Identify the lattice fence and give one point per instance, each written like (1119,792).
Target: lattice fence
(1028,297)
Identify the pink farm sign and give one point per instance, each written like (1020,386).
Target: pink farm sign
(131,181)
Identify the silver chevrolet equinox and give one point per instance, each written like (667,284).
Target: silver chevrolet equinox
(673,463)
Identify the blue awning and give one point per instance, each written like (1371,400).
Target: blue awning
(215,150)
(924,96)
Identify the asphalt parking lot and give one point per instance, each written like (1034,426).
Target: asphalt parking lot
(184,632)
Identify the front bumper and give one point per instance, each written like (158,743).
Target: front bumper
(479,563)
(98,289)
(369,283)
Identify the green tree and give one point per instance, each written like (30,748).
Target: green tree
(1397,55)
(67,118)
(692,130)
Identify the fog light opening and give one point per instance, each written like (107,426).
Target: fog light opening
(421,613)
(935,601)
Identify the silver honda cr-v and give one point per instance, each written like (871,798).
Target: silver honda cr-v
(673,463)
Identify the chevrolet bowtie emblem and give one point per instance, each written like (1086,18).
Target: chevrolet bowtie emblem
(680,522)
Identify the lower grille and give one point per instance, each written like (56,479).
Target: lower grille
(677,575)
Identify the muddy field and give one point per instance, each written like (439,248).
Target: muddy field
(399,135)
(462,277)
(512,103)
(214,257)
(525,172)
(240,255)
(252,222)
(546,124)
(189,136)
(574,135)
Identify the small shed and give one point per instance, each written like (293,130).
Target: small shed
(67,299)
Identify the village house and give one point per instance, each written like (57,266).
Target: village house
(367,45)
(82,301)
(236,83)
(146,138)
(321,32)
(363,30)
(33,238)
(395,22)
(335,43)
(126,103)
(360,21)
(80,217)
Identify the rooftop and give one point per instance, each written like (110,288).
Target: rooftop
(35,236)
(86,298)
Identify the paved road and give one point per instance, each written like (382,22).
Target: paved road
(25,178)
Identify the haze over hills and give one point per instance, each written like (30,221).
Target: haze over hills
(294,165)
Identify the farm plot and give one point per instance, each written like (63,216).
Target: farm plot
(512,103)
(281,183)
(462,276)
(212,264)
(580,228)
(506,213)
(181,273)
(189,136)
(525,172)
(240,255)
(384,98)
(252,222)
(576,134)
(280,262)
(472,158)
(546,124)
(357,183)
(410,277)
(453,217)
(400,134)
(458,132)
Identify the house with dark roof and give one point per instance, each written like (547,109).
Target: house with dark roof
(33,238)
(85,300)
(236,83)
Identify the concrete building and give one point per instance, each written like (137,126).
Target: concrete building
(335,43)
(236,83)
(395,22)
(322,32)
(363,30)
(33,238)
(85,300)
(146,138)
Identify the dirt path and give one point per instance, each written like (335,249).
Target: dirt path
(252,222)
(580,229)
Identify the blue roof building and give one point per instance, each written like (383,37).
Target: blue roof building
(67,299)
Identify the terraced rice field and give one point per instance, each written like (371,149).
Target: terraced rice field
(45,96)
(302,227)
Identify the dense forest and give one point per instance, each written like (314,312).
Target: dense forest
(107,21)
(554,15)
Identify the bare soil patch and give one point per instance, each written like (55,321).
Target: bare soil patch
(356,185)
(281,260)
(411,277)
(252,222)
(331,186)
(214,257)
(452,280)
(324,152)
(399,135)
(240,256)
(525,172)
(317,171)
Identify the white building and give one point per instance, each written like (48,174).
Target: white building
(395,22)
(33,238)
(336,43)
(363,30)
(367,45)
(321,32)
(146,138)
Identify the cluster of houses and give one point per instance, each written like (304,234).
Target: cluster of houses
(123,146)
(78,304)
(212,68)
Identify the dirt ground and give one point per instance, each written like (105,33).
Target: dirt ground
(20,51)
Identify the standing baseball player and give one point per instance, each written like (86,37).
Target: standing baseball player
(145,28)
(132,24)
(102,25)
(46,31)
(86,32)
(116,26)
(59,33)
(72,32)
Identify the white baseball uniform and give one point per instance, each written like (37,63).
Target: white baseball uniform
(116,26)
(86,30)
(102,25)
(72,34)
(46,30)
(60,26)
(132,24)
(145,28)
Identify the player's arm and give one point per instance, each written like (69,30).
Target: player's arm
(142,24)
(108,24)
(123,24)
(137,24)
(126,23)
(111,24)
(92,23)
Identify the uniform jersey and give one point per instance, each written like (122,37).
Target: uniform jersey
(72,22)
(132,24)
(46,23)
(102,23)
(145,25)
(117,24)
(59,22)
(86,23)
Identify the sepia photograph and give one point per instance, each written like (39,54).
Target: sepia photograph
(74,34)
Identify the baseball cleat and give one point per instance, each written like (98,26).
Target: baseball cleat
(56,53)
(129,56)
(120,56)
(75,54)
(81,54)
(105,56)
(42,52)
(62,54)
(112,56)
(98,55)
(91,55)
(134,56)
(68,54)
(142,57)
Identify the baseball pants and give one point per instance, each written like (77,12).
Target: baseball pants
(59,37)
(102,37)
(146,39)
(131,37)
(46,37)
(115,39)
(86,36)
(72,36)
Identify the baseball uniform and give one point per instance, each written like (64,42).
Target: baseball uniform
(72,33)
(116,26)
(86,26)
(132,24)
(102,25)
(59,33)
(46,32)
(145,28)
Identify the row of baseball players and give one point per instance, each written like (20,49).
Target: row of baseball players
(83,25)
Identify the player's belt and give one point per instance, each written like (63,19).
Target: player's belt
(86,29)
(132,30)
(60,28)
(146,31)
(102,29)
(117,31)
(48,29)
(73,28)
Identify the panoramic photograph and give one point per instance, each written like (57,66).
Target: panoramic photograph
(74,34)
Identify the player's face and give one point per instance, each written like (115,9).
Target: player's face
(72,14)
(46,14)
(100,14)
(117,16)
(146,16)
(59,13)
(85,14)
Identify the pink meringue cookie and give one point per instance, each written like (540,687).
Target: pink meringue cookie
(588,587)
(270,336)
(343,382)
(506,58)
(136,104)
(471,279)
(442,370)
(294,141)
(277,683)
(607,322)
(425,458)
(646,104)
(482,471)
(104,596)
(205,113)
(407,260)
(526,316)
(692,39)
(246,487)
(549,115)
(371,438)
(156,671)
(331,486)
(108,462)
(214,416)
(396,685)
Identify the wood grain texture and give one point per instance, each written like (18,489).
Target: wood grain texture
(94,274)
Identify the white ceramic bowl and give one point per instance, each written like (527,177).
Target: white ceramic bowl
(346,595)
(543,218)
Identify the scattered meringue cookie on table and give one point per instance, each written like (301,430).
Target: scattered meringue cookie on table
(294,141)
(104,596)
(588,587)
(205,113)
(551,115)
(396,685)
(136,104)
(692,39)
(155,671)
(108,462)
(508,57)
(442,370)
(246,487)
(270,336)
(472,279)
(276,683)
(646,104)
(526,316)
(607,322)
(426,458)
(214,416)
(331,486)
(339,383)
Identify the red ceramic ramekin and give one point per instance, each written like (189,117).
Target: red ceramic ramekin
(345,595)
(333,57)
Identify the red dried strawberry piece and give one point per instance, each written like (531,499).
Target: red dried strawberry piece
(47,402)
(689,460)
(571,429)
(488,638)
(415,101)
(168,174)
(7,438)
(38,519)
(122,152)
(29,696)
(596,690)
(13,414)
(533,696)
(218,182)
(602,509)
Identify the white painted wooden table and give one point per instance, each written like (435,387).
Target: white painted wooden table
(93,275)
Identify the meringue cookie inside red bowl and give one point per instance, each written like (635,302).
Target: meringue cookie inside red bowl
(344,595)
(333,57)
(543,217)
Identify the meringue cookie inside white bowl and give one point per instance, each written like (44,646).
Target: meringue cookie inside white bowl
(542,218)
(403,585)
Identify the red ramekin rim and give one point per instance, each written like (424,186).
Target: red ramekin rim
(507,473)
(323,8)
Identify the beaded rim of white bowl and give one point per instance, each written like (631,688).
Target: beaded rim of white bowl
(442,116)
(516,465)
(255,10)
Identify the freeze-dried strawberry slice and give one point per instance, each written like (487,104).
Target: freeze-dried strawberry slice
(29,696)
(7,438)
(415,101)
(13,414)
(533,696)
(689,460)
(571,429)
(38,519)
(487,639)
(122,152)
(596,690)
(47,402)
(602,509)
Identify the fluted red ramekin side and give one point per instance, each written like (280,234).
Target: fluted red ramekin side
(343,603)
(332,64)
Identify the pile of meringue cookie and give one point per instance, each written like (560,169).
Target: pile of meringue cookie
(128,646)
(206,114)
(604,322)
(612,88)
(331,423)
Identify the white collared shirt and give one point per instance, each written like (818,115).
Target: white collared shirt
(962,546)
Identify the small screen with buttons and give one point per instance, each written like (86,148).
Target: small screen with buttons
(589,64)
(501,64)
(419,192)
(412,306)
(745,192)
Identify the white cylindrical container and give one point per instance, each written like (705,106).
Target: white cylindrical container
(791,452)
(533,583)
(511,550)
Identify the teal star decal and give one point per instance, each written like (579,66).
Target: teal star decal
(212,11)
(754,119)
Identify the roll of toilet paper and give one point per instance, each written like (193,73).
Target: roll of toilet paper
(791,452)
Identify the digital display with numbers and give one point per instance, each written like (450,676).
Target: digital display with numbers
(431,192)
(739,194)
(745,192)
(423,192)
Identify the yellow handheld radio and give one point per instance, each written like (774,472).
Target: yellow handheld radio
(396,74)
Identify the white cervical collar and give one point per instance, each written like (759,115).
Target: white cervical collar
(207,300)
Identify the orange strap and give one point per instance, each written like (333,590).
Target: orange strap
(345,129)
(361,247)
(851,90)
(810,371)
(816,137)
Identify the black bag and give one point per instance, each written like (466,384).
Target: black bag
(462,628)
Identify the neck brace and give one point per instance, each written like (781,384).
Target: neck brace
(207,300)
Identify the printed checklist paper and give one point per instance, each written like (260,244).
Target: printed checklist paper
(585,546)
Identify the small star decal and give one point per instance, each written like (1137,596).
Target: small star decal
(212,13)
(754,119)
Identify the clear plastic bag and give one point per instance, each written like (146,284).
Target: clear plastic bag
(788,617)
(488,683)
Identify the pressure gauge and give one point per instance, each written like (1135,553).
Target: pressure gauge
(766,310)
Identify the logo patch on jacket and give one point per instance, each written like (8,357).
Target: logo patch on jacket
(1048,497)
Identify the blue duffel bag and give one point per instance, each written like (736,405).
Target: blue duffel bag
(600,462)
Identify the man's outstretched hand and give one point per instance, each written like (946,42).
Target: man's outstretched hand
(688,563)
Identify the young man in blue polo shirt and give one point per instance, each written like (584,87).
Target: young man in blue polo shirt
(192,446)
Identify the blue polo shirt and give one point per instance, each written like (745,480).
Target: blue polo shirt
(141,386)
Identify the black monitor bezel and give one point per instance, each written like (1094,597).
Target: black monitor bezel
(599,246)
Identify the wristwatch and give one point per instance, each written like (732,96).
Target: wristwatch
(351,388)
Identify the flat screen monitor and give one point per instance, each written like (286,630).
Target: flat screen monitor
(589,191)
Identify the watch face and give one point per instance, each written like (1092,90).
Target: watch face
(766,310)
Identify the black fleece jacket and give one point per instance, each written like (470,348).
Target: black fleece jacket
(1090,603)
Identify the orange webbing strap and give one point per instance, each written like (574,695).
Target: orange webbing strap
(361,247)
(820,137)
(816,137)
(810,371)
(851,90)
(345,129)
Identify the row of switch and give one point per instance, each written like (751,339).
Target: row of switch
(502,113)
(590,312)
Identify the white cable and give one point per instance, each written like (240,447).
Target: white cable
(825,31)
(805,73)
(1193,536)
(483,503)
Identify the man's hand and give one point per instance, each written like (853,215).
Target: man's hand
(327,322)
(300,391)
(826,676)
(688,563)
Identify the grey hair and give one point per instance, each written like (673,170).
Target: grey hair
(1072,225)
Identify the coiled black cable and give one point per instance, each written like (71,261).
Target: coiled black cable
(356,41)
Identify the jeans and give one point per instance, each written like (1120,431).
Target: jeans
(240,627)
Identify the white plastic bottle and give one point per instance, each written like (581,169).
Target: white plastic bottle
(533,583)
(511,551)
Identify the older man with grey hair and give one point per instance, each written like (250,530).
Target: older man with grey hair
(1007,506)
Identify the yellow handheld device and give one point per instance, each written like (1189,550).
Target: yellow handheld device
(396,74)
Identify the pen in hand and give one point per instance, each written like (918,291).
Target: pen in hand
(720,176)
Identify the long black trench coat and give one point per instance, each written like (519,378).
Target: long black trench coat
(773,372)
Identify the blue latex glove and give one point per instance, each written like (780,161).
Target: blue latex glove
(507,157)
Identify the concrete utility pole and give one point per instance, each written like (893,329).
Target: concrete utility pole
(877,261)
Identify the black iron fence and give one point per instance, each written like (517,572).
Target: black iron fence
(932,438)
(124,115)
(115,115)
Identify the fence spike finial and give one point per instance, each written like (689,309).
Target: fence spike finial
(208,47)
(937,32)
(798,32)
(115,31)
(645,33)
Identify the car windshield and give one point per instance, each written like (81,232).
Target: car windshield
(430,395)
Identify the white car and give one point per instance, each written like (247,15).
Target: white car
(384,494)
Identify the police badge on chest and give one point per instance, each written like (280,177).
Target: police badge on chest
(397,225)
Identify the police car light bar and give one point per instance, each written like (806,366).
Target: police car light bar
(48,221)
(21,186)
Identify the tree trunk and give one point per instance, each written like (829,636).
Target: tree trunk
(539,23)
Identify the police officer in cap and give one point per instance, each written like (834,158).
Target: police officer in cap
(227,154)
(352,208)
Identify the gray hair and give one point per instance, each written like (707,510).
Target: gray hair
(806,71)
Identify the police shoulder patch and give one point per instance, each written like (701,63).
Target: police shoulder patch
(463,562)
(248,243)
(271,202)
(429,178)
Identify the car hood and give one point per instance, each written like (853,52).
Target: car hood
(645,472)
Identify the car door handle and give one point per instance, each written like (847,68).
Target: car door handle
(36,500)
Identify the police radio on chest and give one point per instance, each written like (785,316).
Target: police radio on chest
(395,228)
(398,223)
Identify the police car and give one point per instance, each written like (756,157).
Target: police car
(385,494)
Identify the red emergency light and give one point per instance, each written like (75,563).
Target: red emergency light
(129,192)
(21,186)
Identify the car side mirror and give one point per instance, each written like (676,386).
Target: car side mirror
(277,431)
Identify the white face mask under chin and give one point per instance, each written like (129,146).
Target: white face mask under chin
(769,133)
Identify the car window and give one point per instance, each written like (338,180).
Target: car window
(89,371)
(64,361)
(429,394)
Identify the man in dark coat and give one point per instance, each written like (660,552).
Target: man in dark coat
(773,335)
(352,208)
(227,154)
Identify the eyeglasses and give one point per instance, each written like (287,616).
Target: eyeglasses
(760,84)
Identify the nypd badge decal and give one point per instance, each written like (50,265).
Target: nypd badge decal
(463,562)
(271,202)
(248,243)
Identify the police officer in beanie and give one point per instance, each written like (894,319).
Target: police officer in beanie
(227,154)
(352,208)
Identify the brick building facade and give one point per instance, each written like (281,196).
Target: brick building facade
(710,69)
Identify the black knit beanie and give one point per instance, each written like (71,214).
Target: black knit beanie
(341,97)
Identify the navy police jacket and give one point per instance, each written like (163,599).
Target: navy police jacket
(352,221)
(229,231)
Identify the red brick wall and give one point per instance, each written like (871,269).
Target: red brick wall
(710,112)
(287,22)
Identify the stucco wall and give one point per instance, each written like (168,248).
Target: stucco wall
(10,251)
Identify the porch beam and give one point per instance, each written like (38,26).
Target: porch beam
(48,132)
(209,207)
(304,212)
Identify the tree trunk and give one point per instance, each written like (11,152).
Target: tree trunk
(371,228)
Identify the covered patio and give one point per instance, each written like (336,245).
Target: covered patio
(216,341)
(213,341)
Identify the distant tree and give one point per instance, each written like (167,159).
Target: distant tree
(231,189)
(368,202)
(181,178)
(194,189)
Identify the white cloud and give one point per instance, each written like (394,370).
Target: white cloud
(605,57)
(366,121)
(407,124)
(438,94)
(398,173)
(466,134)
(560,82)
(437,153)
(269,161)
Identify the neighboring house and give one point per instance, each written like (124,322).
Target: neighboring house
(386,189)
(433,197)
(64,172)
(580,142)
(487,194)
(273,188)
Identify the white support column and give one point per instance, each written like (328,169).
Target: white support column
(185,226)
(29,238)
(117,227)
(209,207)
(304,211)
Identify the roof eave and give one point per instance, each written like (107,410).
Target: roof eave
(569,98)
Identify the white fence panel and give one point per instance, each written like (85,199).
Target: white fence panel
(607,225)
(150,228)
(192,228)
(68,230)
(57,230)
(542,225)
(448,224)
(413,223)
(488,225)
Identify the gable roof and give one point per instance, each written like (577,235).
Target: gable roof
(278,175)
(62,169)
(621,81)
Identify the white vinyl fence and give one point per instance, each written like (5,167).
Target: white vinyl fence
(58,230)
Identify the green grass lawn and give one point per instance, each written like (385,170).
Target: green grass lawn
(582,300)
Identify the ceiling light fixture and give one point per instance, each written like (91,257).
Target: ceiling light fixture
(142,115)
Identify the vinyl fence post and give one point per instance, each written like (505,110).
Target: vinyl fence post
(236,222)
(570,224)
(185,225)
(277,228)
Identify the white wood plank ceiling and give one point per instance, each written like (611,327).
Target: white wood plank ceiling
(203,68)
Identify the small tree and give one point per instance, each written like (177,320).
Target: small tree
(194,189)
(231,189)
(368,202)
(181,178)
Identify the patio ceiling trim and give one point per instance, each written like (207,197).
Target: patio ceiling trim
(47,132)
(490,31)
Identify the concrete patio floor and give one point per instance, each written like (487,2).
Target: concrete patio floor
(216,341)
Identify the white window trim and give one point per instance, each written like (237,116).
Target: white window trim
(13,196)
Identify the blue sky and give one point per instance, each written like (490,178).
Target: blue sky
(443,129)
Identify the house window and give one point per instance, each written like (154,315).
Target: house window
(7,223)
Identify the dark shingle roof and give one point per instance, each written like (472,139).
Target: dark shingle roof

______

:: STATED EXERCISE ::
The lines to reproduce run from the line containing "Identify the white wood" to the end of the listing; write them out exactly and add nothing.

:: EXERCISE RESPONSE ::
Identify the white wood plank ceiling and give one point per instance, each written like (611,327).
Target: white wood plank ceiling
(203,68)
Identify the small tree and give one point per instance, each written like (177,320).
Target: small tree
(194,189)
(231,189)
(368,202)
(181,178)
Identify the patio ceiling trim and give one point per instance, each written like (207,197).
Target: patio ceiling trim
(47,132)
(490,31)
Identify the concrete patio floor and give one point per instance, each written like (487,2).
Target: concrete patio floor
(216,341)
Identify the white window trim and give one point per instance, each written like (237,116).
Target: white window trim
(13,196)
Identify the blue sky and give one point per instance, each written like (490,178).
Target: blue sky
(443,129)
Identify the house window and give one point per instance, each written like (154,315).
Target: house window
(7,223)
Identify the dark shingle roof and give one point per instance, each written like (472,139).
Target: dark shingle roof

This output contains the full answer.